To be done.
Recast the lines of the listing below as a numbered list, leaving out any blank lines.
------ Task input ------
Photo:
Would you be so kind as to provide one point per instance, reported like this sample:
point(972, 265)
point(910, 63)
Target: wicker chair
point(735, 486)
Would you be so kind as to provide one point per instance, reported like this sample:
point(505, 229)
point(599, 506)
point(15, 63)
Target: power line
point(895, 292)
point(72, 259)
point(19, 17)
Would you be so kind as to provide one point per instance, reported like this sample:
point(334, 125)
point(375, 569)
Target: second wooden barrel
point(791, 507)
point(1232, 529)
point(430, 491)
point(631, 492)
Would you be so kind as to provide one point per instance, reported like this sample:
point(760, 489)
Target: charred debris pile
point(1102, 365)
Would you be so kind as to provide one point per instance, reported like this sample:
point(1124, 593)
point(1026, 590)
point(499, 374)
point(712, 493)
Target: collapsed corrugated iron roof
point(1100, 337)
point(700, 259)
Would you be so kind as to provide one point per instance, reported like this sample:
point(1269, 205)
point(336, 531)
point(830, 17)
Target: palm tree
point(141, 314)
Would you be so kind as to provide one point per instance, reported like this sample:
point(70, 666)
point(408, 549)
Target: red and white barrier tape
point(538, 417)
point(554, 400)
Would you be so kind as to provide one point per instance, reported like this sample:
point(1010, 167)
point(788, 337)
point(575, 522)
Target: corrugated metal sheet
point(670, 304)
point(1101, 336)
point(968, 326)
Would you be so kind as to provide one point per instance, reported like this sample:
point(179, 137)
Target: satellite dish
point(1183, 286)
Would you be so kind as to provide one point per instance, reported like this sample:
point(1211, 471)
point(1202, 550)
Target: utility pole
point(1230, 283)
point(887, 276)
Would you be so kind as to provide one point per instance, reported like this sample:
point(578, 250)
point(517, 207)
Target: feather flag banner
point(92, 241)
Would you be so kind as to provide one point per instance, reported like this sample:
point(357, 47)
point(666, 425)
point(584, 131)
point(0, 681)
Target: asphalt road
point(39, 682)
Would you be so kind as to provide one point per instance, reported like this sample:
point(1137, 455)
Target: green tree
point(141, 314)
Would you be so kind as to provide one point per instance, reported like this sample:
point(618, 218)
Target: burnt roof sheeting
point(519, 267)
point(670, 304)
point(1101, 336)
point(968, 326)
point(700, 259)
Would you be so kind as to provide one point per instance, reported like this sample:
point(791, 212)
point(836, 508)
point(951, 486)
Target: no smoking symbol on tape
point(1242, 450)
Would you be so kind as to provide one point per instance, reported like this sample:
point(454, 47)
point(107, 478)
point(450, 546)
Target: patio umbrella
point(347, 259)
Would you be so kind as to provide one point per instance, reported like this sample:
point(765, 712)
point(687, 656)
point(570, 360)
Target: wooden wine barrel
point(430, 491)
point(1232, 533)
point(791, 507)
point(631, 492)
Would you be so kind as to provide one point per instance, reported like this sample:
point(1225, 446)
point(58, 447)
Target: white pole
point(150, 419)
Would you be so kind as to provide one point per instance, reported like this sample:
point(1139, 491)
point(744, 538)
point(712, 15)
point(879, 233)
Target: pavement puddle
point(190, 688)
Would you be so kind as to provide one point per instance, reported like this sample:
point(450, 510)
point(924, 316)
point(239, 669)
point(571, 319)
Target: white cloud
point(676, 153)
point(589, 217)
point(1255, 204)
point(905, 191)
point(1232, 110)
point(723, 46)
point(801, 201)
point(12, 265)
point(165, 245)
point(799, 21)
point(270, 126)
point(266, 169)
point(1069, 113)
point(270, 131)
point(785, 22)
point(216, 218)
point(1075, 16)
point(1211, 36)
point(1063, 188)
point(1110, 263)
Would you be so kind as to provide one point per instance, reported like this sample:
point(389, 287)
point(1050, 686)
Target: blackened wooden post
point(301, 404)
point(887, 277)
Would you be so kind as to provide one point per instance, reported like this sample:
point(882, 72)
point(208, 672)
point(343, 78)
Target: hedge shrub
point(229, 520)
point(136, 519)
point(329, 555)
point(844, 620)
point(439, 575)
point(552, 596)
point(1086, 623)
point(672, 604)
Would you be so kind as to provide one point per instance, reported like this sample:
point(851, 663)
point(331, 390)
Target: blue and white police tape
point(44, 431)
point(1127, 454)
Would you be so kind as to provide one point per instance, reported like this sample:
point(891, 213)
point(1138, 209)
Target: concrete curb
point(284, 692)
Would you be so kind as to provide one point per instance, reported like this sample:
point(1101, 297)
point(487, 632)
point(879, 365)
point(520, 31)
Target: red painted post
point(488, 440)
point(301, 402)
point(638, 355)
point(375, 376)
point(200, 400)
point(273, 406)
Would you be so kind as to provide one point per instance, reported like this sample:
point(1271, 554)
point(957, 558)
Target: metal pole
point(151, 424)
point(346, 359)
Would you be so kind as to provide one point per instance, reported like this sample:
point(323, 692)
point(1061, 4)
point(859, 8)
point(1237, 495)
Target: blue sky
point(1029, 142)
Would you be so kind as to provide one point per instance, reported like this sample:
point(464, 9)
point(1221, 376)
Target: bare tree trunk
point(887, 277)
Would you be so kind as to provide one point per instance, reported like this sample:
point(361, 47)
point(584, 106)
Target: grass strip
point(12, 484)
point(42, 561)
------
Reply.
1. Photo:
2. Would you be so kind as to provide one point per instance, reported like this sample:
3. point(972, 265)
4. point(910, 63)
5. Target: wicker chair
6. point(735, 486)
7. Would you be so kind as to provide one point per instance, reported like this sample:
8. point(505, 229)
9. point(599, 506)
10. point(15, 63)
11. Target: power line
12. point(895, 292)
13. point(72, 259)
14. point(19, 17)
15. Would you be so kind as to provide one point per instance, reported like this sample:
16. point(334, 125)
17. point(375, 569)
18. Target: second wooden barrel
19. point(791, 507)
20. point(1232, 529)
21. point(430, 491)
22. point(631, 492)
23. Would you be so kind as to provide one point per instance, reported like this sample:
24. point(760, 489)
25. Target: charred debris pile
26. point(1102, 365)
27. Would you be so kind as to provide one point per instance, reported like this sample:
28. point(1124, 593)
29. point(1026, 590)
30. point(499, 374)
31. point(712, 493)
32. Target: collapsed corrugated iron roof
33. point(1100, 337)
34. point(700, 259)
35. Would you be so kind as to provide one point per instance, reported like this sample:
36. point(1269, 205)
37. point(336, 531)
38. point(830, 17)
39. Target: palm tree
40. point(141, 314)
41. Would you be so kind as to provide one point per instance, reported like this sample:
42. point(70, 666)
43. point(408, 549)
44. Target: red and white barrier tape
45. point(538, 417)
46. point(554, 400)
47. Would you be so kind as to provide one point per instance, reported like this sample:
48. point(1010, 167)
49. point(788, 337)
50. point(575, 522)
51. Target: corrugated metal sheet
52. point(670, 304)
53. point(1101, 336)
54. point(968, 326)
55. Would you be so kind as to provide one point per instance, reported like this sample:
56. point(179, 137)
57. Target: satellite dish
58. point(1183, 286)
59. Would you be so kind as to provide one point per instance, reported like this sample:
60. point(1211, 471)
61. point(1202, 550)
62. Target: utility pole
63. point(1230, 283)
64. point(887, 276)
65. Would you be so kind as to provide one point per instance, reported like this sample:
66. point(578, 250)
67. point(517, 207)
68. Target: feather flag banner
69. point(92, 241)
70. Would you be so kind as to provide one point per instance, reported like this sample:
71. point(357, 47)
72. point(666, 425)
73. point(584, 131)
74. point(0, 681)
75. Target: asphalt road
76. point(39, 682)
77. Would you be so kind as to provide one point per instance, reported like this sample:
78. point(1137, 455)
79. Target: green tree
80. point(141, 314)
81. Would you be so kind as to provide one point per instance, reported like this sample:
82. point(618, 218)
83. Target: burnt roof sheeting
84. point(519, 267)
85. point(670, 304)
86. point(1101, 336)
87. point(968, 326)
88. point(700, 259)
89. Would you be so kind as to provide one point per instance, reported like this sample:
90. point(791, 212)
91. point(836, 508)
92. point(951, 486)
93. Target: no smoking symbol on tape
94. point(1242, 450)
95. Would you be so kind as to provide one point per instance, reported like this sample:
96. point(454, 47)
97. point(107, 478)
98. point(450, 546)
99. Target: patio umbrella
100. point(347, 259)
101. Would you be so kind as to provide one point per instance, reported like this sample:
102. point(765, 712)
103. point(687, 656)
104. point(570, 360)
105. Target: wooden wine barrel
106. point(430, 491)
107. point(1232, 533)
108. point(791, 507)
109. point(631, 492)
110. Would you be so kind as to provide one point per instance, reported like this sample:
111. point(1225, 446)
112. point(58, 447)
113. Target: white pole
114. point(150, 419)
115. Would you be so kind as to provide one point per instance, reported like this sample:
116. point(1139, 491)
117. point(744, 538)
118. point(712, 15)
119. point(879, 233)
120. Target: pavement puddle
121. point(190, 688)
122. Would you be so kind as to provide one point per instance, reported like this sample:
123. point(450, 510)
124. point(924, 316)
125. point(239, 669)
126. point(571, 319)
127. Target: white cloud
128. point(676, 153)
129. point(589, 217)
130. point(1255, 204)
131. point(905, 191)
132. point(1232, 110)
133. point(723, 46)
134. point(801, 201)
135. point(12, 265)
136. point(165, 245)
137. point(799, 21)
138. point(270, 126)
139. point(266, 169)
140. point(1069, 113)
141. point(270, 131)
142. point(785, 22)
143. point(216, 218)
144. point(1075, 16)
145. point(1211, 36)
146. point(1063, 188)
147. point(1110, 263)
148. Would you be so kind as to provide one point per instance, reported like this sample:
149. point(389, 287)
150. point(1050, 686)
151. Target: blackened wooden post
152. point(301, 404)
153. point(887, 277)
154. Would you be so kind as to provide one point per instance, reported like this sample:
155. point(882, 72)
156. point(208, 672)
157. point(343, 78)
158. Target: hedge shrub
159. point(229, 520)
160. point(136, 519)
161. point(329, 555)
162. point(844, 620)
163. point(439, 575)
164. point(552, 596)
165. point(1086, 623)
166. point(672, 604)
167. Would you be so kind as to provide one point per instance, reported like this sample:
168. point(851, 663)
169. point(331, 390)
170. Target: blue and white police tape
171. point(44, 431)
172. point(1127, 454)
173. Would you be so kind as to provide one point per instance, reported like this sample:
174. point(891, 213)
175. point(1138, 209)
176. Target: concrete curb
177. point(284, 692)
178. Would you be so kind as to provide one point per instance, reported like this sample:
179. point(1101, 297)
180. point(487, 632)
181. point(879, 365)
182. point(520, 31)
183. Target: red painted post
184. point(488, 440)
185. point(301, 402)
186. point(638, 355)
187. point(375, 376)
188. point(200, 400)
189. point(273, 406)
190. Would you be so kind as to provide one point per instance, reported like this sample:
191. point(1271, 554)
192. point(957, 558)
193. Target: metal pole
194. point(151, 424)
195. point(346, 359)
196. Would you be so kind as to provide one point per instance, reported like this sample:
197. point(323, 692)
198. point(1061, 4)
199. point(859, 8)
200. point(1237, 495)
201. Target: blue sky
202. point(1029, 142)
203. Would you be so kind as to provide one point per instance, reported like this sample:
204. point(464, 9)
205. point(1221, 376)
206. Target: bare tree trunk
207. point(887, 277)
208. Would you be so kind as to provide one point per instance, reported like this sample:
209. point(361, 47)
210. point(584, 106)
211. Target: grass strip
212. point(12, 484)
213. point(42, 561)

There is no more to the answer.